• [Tasks to complete]
1. Decide whether each statement below agrees with the Key Lab article, and answer yes or no for each. Support each answer with the deciding words of the article, quoted exactly. (a) The new Key Lab is based at the Wuhan Institute of Virology as a platform for etiology and biosafety research. (b) WIV set up its research groups on emerging viruses in 2010. (c) The lab's director currently concentrates on viruses carried by wild animals such as bats.
2. Please output the part of the Key Lab article between "Experience accumulated from" and "characteristics and advantages.", inclusive, copied exactly.

• [Study text]
──────────

CAS-CAS Key Lab Approved to Launch Targeting Emerging and Highly Infectious Diseases

Date:17-11-2014   |   【Print】 【close

Recently a CAS Key Laboratory was approved to be established at the Wuhan Institute of Virology (WIV), CAS, as a platform for etiology and biosafety research on emerging and highly infectious diseases, including Ebola haemorrhagic fever. Once built, it is expected to provide R&D support for the prevention and control of important infectious diseases, as an integral part of the national security system.

Drawing on the existing build-up and resources at WIV in the field of emerging violent viruses and biosafety research, the new Key Lab is to boost the basic and applied fundamental research on quick detection of antigents, molecular epidemiology, epidemic forecast and alert, pathogenic mechanisms, and strategies for the prevention and control of emerging and highly infectious diseases, including Ebola haemorrhagic fever. It will also dedicate itself to R&D of therapeutic antibodies, vaccines, drug evaluation and appraisal, and biosafety.

The new Key Lab will take root in the Institute's build-up in the field of etiology and biosafety research in emerging and highly infectious diseases. Back to 2003, WIV made prompt responses to the outbreak of SARS and played an important role in the battle against this epidemic. WIV scientists successfully detected and isolated SARS-like coronavirus of genetic diversity from bats, demonstrating that bats could be natural hosts of SARS coronavirus. In the prevention and control of bird flu, they effectively detected the antigents and antibodies, and isolated multiple strains of H5N1 bird flu virus, demonstrating that birds were still a potential way of the spread of this epidemic.

Experience accumulated from the above-mentioned battles against epidemics has equipped WIV with necessary capacity to address new challenges in the prevention and control of emerging viruses, paving the way for the setup of research groups in 2007 majoring in research on emerging viruses. In 2010 WIV saw the establishment of a research centre for studies of emerging infectious diseases on its campus, and later in 2012 formation of a team specialized in etiology for emerging infectious diseases. Over the past years, this team made a series of advances in antigent diagnosis, molecular epidemiology, virus immunology and structural biology, developing its own characteristics and advantages.

Director of the new Key Lab, Prof. SHI Zhengli, has long devoted herself to the research on emerging viruses, ranging from the isolation and identification of viruses, inheritance and evolution of viruses, techniques for virus detection, to molecular epidemiological research of viruses. Currently she focuses her efforts on virus carried by wild animals like bats, with extra emphasis on molecular epidemiology and molecular mechanisms underlying cross-species infections of viruses carried by bats that pertain to the health of both humankind and livestock.

──────────

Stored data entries
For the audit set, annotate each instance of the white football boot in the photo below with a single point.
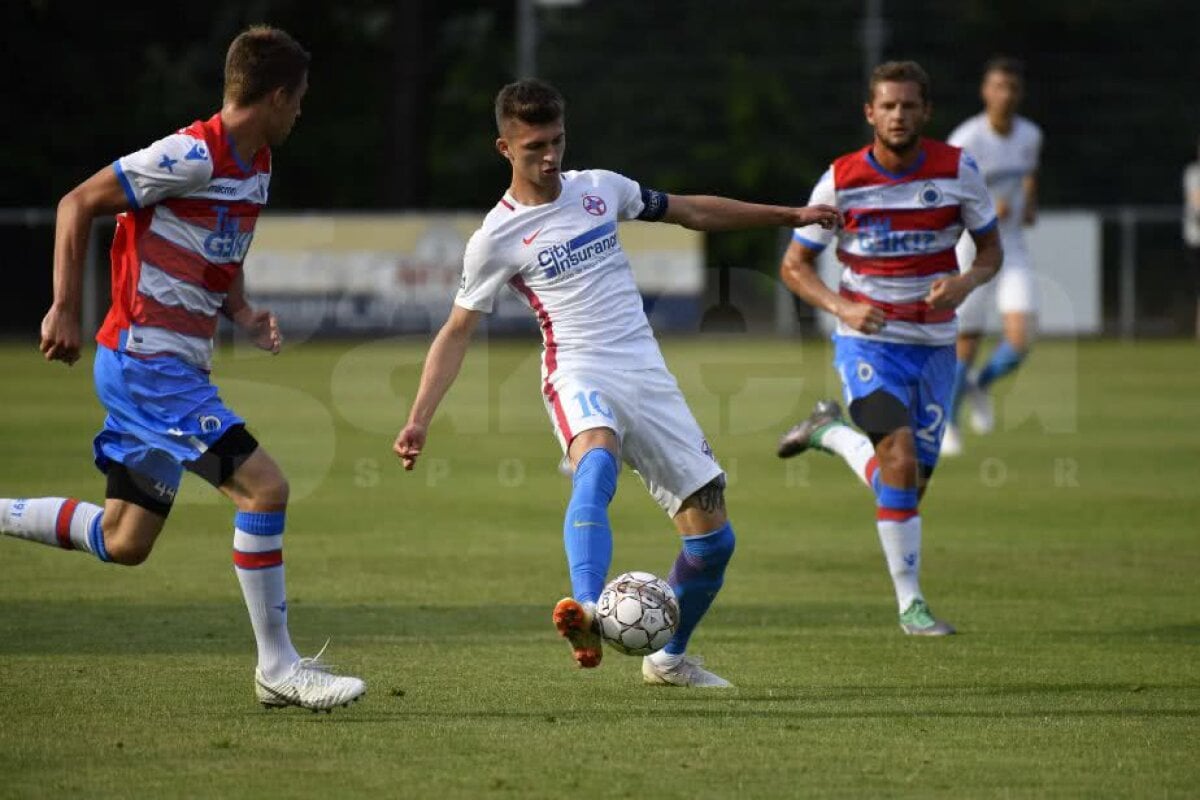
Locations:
(688, 672)
(952, 441)
(310, 685)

──────────

• [Your responses]
1.
(a) Yes: "approved to be established at the Wuhan Institute of Virology (WIV), CAS, as a platform for etiology and biosafety research"
(b) No: "paving the way for the setup of research groups in 2007 majoring in research on emerging viruses"
(c) Yes: "Currently she focuses her efforts on virus carried by wild animals like bats"

2.
Experience accumulated from the above-mentioned battles against epidemics has equipped WIV with necessary capacity to address new challenges in the prevention and control of emerging viruses, paving the way for the setup of research groups in 2007 majoring in research on emerging viruses. In 2010 WIV saw the establishment of a research centre for studies of emerging infectious diseases on its campus, and later in 2012 formation of a team specialized in etiology for emerging infectious diseases. Over the past years, this team made a series of advances in antigent diagnosis, molecular epidemiology, virus immunology and structural biology, developing its own characteristics and advantages.